# Defuniak Springs Lake Reports



## johnson867 (Mar 1, 2008)

Spent a few days up in Defuniak Springs on King,Imperial, and Juniper lakes last week.Great luck on Kingand Imperial, but Juniper Lake was dead. Caught one bass on Juniper. They drained it to kill off the grass acouple years ago and although it did nothing to kill the grass as there is still an over abundance, the fishing is very poor there. You think they would learn. However, King and Imperial made up for it as we had great success. Most were caught on 5" wave worms either black w/blue flakes, laminate and watermelon colors.A few were caught on top water rapalas. And yes, my wife's was bigger.


----------



## F|nz (Sep 16, 2008)

Good looking Bass there..thanks for the report. Sorry to hear that Juniper was not so good for you. My family owns a house on Juniper and i remember the draw down a couple years ago. There are some nice bass in there though...last fall a neighbor got a 9.5 out of there. When they had the draw down they left a fairly good area with water in it...It was fished heavy with little water and most fish were caught...but many survived.


----------



## fwbfishhead (Feb 4, 2009)

i seen a 12lb bass come out of juniperabout a month ago, it was cought buy a guy that lives on the lake.the fishate a 4in plastic worm june bug color.


----------



## fwbfishhead (Feb 4, 2009)

has anyone ever fished lake stanley over in defuniak it looks like it would be a nice place to fish from what ive been told there are not any stumps like juniper


----------

* **GIVEN PROBLEM 1**
Name every lake mentioned in the thread.

* **MATERIAL SUPPLIED**
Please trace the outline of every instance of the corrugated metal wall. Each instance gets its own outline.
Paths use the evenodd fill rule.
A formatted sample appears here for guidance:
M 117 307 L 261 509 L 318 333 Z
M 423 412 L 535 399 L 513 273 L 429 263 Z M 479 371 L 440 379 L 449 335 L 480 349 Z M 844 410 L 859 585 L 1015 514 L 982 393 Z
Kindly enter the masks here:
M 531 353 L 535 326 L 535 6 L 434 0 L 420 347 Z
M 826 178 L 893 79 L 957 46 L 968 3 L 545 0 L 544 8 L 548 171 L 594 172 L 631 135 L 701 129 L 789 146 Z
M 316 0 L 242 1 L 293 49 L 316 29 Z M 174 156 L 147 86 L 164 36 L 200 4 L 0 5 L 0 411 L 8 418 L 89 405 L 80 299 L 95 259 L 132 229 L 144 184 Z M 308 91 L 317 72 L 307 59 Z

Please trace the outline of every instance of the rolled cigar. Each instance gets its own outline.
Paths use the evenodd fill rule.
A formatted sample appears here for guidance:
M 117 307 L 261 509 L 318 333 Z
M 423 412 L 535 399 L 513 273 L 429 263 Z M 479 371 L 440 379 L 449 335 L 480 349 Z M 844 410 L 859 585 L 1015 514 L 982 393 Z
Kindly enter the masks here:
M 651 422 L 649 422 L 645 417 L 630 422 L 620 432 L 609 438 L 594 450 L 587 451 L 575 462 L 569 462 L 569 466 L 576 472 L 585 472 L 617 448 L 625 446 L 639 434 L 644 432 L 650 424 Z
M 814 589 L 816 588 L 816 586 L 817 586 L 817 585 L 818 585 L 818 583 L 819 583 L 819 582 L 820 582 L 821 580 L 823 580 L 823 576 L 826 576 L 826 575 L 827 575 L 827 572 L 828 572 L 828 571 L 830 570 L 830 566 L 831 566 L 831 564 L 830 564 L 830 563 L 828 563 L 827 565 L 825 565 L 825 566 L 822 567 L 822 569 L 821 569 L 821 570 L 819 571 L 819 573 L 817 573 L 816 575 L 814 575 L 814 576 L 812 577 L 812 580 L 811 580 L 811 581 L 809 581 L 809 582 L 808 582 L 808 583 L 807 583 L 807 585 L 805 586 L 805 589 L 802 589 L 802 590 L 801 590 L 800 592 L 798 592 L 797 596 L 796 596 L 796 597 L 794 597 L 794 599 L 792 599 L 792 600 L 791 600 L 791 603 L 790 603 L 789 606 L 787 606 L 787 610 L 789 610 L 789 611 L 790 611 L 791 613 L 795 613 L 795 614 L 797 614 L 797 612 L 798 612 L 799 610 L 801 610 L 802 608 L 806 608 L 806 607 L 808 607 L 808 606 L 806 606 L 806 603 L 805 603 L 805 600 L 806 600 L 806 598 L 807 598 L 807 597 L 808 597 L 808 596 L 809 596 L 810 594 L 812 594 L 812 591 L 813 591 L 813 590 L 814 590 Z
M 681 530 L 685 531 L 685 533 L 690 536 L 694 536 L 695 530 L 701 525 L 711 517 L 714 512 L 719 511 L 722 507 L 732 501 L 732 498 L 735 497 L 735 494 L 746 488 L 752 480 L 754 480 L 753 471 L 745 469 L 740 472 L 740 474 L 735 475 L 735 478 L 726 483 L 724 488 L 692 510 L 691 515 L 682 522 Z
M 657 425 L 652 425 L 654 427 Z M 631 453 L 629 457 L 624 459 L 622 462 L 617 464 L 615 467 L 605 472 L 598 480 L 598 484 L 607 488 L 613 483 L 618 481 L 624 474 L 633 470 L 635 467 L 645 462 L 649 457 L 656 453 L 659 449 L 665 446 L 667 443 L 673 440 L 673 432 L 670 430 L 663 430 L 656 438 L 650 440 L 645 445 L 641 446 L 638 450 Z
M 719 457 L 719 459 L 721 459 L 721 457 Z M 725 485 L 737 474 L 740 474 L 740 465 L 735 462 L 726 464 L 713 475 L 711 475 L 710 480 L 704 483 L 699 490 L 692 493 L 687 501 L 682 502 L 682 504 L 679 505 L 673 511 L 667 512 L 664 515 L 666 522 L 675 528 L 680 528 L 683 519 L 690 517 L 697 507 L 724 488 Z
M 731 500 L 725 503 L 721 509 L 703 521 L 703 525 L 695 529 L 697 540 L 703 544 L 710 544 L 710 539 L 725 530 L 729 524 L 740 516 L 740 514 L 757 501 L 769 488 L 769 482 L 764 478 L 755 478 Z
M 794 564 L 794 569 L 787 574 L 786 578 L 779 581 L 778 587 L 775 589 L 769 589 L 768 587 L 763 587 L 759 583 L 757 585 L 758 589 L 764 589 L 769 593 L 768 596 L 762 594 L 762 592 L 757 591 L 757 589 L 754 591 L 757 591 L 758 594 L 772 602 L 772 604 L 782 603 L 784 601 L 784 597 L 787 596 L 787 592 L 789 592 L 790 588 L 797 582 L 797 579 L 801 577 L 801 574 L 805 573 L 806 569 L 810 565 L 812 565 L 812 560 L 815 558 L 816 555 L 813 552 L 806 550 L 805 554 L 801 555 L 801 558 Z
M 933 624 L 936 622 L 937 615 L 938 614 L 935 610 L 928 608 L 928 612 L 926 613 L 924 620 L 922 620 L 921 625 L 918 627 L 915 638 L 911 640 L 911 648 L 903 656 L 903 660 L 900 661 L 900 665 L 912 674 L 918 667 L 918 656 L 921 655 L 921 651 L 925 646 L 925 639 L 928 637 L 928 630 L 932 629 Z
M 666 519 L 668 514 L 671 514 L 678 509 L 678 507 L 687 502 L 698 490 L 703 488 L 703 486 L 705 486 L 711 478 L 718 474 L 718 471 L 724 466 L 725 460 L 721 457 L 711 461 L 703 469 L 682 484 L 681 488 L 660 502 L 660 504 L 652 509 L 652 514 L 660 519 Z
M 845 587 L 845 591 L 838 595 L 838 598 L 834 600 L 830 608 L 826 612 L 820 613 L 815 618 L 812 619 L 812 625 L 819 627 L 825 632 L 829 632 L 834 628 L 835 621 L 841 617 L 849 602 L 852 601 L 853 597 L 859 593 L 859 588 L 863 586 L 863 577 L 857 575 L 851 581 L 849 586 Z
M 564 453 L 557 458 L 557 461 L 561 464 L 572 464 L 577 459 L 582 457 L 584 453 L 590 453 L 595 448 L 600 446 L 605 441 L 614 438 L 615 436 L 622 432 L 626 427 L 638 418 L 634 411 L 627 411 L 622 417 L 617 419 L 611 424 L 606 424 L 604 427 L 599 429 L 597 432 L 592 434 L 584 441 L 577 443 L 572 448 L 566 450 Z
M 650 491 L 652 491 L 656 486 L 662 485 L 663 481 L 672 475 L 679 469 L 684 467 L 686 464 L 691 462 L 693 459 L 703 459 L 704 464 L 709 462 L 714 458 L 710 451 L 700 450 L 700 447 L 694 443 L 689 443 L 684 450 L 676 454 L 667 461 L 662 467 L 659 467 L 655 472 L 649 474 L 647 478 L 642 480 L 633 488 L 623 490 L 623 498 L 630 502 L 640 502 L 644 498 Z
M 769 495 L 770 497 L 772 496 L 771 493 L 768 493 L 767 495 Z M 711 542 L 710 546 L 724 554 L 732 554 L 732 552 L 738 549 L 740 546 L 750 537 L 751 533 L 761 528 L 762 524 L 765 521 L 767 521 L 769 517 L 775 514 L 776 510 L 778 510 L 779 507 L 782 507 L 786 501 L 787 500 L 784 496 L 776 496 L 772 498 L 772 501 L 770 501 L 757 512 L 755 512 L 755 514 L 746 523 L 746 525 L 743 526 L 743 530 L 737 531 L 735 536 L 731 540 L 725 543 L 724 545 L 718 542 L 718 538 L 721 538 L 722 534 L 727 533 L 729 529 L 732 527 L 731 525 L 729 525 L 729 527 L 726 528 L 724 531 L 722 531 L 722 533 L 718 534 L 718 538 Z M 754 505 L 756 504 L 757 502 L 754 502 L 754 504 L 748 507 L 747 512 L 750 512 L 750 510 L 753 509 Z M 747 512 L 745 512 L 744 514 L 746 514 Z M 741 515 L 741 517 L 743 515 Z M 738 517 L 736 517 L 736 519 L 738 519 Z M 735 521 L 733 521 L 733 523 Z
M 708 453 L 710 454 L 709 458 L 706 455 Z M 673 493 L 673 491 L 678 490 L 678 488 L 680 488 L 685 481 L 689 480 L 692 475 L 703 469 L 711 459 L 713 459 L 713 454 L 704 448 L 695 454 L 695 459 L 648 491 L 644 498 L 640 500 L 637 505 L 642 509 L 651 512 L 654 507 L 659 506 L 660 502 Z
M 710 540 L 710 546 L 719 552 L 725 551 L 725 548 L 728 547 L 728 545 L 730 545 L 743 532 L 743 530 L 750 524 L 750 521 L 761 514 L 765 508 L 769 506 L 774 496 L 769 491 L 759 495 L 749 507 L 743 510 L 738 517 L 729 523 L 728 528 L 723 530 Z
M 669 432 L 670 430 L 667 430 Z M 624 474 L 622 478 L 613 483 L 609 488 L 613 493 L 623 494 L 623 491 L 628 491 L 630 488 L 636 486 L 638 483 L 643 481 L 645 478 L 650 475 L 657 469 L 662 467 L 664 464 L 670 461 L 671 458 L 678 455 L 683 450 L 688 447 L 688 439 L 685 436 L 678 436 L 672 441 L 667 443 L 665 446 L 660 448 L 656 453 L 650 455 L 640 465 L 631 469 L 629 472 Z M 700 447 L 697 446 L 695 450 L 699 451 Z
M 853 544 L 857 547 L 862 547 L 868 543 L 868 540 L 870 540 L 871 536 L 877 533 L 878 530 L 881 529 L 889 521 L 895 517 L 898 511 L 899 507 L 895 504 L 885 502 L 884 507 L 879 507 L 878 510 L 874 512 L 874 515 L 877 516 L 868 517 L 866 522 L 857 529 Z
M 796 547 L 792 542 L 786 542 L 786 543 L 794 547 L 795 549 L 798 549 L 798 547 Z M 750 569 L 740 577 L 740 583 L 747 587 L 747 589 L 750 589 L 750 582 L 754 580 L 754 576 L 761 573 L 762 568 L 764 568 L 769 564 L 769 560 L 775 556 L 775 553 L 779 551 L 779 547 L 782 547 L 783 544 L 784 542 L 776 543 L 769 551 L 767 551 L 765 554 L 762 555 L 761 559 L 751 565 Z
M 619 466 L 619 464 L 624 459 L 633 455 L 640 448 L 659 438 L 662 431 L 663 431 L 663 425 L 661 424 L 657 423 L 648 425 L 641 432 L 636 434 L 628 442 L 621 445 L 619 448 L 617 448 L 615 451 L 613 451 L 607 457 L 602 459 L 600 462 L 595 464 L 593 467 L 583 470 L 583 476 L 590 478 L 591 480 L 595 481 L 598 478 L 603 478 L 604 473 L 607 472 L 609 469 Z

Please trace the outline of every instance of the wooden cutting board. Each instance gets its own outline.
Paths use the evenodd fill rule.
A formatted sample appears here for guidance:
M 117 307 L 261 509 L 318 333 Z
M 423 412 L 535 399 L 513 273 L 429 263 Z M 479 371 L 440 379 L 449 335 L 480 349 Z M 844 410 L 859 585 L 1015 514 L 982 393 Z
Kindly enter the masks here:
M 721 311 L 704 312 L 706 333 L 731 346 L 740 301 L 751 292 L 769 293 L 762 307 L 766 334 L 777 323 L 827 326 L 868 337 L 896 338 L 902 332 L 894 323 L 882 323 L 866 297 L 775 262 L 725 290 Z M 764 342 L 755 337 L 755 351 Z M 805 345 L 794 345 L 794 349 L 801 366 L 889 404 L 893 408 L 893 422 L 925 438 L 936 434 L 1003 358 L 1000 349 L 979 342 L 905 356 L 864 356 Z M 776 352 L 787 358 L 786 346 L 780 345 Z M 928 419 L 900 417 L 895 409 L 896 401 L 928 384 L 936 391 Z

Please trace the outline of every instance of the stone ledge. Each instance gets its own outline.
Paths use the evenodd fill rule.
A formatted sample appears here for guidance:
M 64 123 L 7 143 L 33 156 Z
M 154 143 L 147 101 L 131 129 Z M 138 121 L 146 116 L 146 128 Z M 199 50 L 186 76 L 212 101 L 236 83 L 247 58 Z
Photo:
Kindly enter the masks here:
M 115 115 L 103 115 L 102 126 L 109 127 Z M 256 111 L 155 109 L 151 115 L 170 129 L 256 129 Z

* **GIVEN PROBLEM 2**
In the rows, copy out everything from the line containing "Please trace the outline of every instance of the wooden" down to the line containing "M 721 311 L", substituting "serving tray" for "cutting board" and leaving all else unchanged.

* **EXPECTED ANSWER 1**
King Lake, Imperial Lake, Juniper Lake, Lake Stanley

* **EXPECTED ANSWER 2**
Please trace the outline of every instance of the wooden serving tray. Each instance gets its own outline.
Paths use the evenodd fill rule.
A formatted sample appears here for guidance:
M 117 307 L 261 509 L 318 333 Z
M 423 412 L 535 399 L 513 273 L 429 263 Z M 479 371 L 440 379 L 449 335 L 480 349 Z M 844 410 L 859 585 L 1015 514 L 982 393 Z
Kindly enter the masks here:
M 721 311 L 704 312 L 706 333 L 731 346 L 740 301 L 751 292 L 769 293 L 762 307 L 766 334 L 777 323 L 827 326 L 868 337 L 896 338 L 902 332 L 894 323 L 882 323 L 866 297 L 775 262 L 725 290 Z M 764 342 L 755 337 L 755 351 Z M 805 345 L 794 345 L 794 349 L 801 366 L 889 404 L 893 408 L 893 422 L 925 438 L 936 434 L 1003 358 L 1000 349 L 979 342 L 905 356 L 864 356 Z M 776 352 L 787 358 L 786 346 L 780 345 Z M 928 419 L 900 417 L 895 409 L 896 401 L 928 384 L 936 391 Z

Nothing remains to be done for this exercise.